> _SELECTED TEXT_:
Sight Lines
- First edition cover
- Author: Arthur Sze
- Cover artist: Eve Aschheim
- Language: English
- Genre: Poetry
- Publisher: Copper Canyon Press
- Publication date: April 9, 2019
- Publication place: United States
- Media type: Print (paperback)
- Pages: 80
- Awards: National Book Award for Poetry (2019)
- ISBN: 978-1-55659-559-2
- OCLC: 1050955727
- Dewey Decimal: 811/.54
- LC Class: PS3569.Z38 A6 2019

= Sight Lines =

2019 poetry collection by Arthur Sze

Sight Lines is the tenth poetry collection by Arthur Sze. It was published by Copper Canyon Press in April 9, 2019.

The collection won the 2019 National Book Award for Poetry (USA). Judges of the prize praised Sze's "quiet mastery which generates beautiful, sensuous, inventive, and emotionally rich poems."

==Contents==
- "Water Calligraphy"
- "Stilling to North"
- "No one"
- "Westbourne Street"
- "Cloud Hands"
- "In the Bronx"
- "Unpacking a Globe"
- "During the Cultural Revolution"
- "Traversal"
- "The Radiant's"
- "Doppler Effect"
- "Adamant"
- "A woman detonates"
- "Python Skin"
- "Lichen Song"
- "Black Center"
- "Under a Rising Moon"
- "Light Echoes"
- "First Snow"
- "Salt cedar"
- "Courtyard Fire"
- "White Sands"
- "Salt Song"
- "The plutonium waste"

> _RECORDED INFORMATION_:
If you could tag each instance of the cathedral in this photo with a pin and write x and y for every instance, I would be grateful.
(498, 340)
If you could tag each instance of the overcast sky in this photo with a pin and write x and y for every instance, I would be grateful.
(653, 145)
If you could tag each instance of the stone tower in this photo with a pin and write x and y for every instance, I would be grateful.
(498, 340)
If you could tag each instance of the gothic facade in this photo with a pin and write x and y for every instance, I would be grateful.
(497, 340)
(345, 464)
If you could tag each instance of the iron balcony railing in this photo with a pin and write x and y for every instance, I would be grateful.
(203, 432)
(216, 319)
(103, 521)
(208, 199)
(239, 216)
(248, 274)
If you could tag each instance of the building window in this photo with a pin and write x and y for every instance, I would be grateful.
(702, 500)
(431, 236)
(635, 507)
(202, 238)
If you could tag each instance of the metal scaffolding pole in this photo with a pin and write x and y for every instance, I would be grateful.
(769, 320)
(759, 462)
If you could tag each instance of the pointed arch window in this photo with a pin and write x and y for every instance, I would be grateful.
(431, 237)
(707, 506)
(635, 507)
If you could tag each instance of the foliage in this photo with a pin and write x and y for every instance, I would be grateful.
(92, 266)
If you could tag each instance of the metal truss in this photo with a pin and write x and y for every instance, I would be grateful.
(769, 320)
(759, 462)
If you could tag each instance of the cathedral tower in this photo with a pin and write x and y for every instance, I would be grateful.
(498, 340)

--

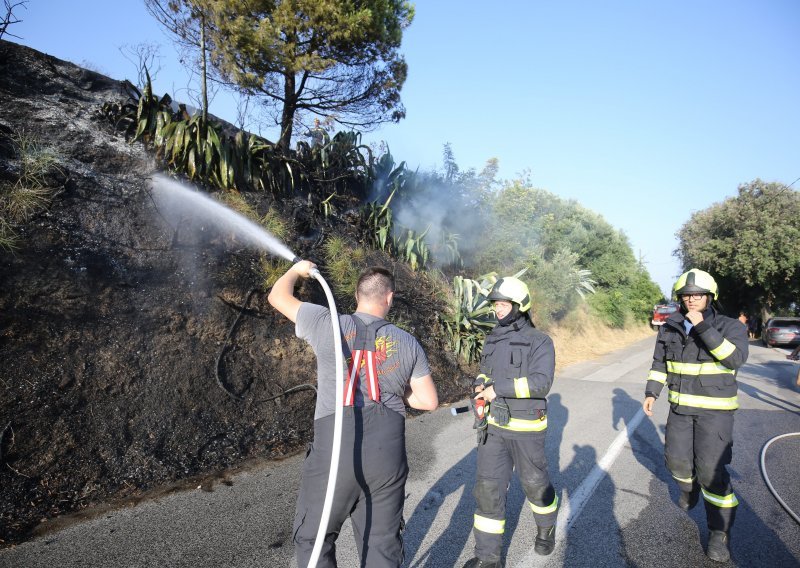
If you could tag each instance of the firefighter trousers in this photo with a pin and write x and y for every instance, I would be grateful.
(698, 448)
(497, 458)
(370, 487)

* * *

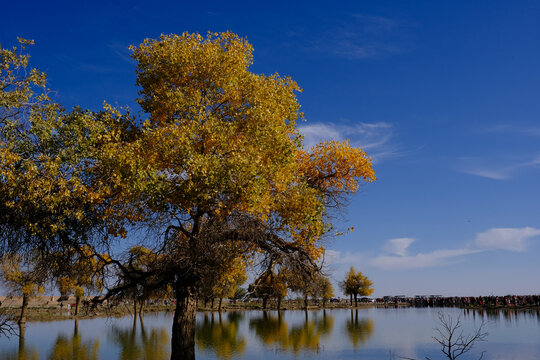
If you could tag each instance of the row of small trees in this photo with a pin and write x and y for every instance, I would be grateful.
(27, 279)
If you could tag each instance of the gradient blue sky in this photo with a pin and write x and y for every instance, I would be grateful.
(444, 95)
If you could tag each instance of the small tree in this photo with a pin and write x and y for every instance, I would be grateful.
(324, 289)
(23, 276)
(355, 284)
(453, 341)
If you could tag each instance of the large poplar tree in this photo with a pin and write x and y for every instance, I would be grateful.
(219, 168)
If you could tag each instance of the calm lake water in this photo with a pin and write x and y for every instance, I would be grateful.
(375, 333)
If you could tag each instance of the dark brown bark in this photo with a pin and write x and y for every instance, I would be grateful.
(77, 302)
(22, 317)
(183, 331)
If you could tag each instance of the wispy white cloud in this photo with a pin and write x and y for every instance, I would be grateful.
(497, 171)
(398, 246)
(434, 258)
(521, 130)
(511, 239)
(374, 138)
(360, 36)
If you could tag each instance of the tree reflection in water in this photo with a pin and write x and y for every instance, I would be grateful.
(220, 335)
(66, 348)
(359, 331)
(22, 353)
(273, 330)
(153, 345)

> _REQUIRED WORK_:
1) For each statement, say whether it agrees with the text about Sight Lines, answering yes or no and quoting the deciding words from that text: (a) Copper Canyon Press published the collection. (b) The collection runs to 100 pages. (c) It is Arthur Sze's first poetry collection.
2) Carry on the text about Sight Lines from its final line.
The items come from a separate source.

> _RESPONSES_:
1)
(a) Yes: "It was published by Copper Canyon Press"
(b) No: "Pages: 80"
(c) No: "Sight Lines is the tenth poetry collection by Arthur Sze."

2)
- "Sprang"
  - 1 "Winter Stars"
  - 2 "Hole"
  - 3 "Talisman"
  - 4 "Kintsugi"
  - 5 "Yellow Lightning"
  - 6 "Red-Ruffed Lemur"
  - 7 "This Is the Writing, the Speaking of the Dream"
  - 8 "Net Light"
  - 9 "Sprang"
- "A man who built"
- "Transfigurations --
- "Dawn Redwood"
- "Xeriscape"
- "The Far Norway Maples"
- "Sight Lines"
- "The Glass Constellation"

==Reception==
Publishers Weekly called it "finely crafted and philosophical".

In her review for The New York Times, Tess Taylor wrote, "This is a poetry of assemblage, where violence and beauty combine and hang on Sze's particular gift for the leaping non sequitur."

Florian Gargaillo of the Colorado Review praised Sze's philosophy represented through strikethroughs, writing, "It is this degree of self-questioning, this wariness of authority in himself and others, that makes Sze such a valuable poet for this moment."